TASK MATERIAL:
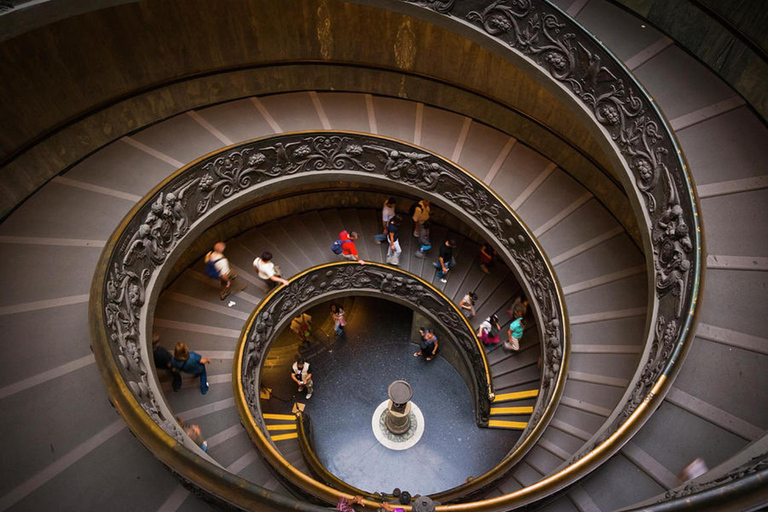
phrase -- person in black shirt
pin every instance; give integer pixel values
(446, 260)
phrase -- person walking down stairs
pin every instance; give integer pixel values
(421, 212)
(445, 260)
(393, 237)
(337, 312)
(268, 271)
(217, 267)
(514, 334)
(345, 245)
(467, 305)
(191, 362)
(302, 377)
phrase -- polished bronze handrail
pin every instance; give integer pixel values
(571, 61)
(306, 444)
(144, 247)
(323, 283)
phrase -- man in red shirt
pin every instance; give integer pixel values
(348, 249)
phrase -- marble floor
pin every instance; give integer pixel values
(351, 380)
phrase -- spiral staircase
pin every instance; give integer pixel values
(65, 448)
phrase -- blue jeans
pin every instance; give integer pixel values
(448, 265)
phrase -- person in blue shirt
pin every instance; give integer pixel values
(191, 362)
(514, 334)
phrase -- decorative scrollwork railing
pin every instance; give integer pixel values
(328, 281)
(655, 175)
(322, 284)
(158, 229)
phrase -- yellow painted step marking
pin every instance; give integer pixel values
(517, 425)
(284, 426)
(290, 417)
(283, 437)
(519, 395)
(512, 410)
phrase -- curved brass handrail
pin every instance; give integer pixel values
(323, 283)
(148, 241)
(306, 444)
(537, 34)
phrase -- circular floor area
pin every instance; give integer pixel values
(351, 382)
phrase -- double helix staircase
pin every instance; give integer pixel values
(61, 435)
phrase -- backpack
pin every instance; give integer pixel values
(210, 269)
(338, 245)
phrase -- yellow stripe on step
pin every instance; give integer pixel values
(284, 426)
(283, 437)
(517, 425)
(519, 395)
(290, 417)
(511, 410)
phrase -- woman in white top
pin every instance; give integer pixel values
(267, 270)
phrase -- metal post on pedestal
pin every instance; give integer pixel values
(398, 419)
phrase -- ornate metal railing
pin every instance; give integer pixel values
(139, 254)
(306, 444)
(577, 66)
(332, 280)
(322, 284)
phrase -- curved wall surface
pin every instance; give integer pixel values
(78, 98)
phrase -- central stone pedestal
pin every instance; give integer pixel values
(398, 419)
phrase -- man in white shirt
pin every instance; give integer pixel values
(301, 376)
(267, 270)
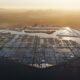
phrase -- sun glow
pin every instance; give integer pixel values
(42, 4)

WHAT NEEDS TO BE DONE: Every line of the entries above that holds "white" should be copied out.

SOLUTION:
phrase -- woman in white top
phrase -- man in white shirt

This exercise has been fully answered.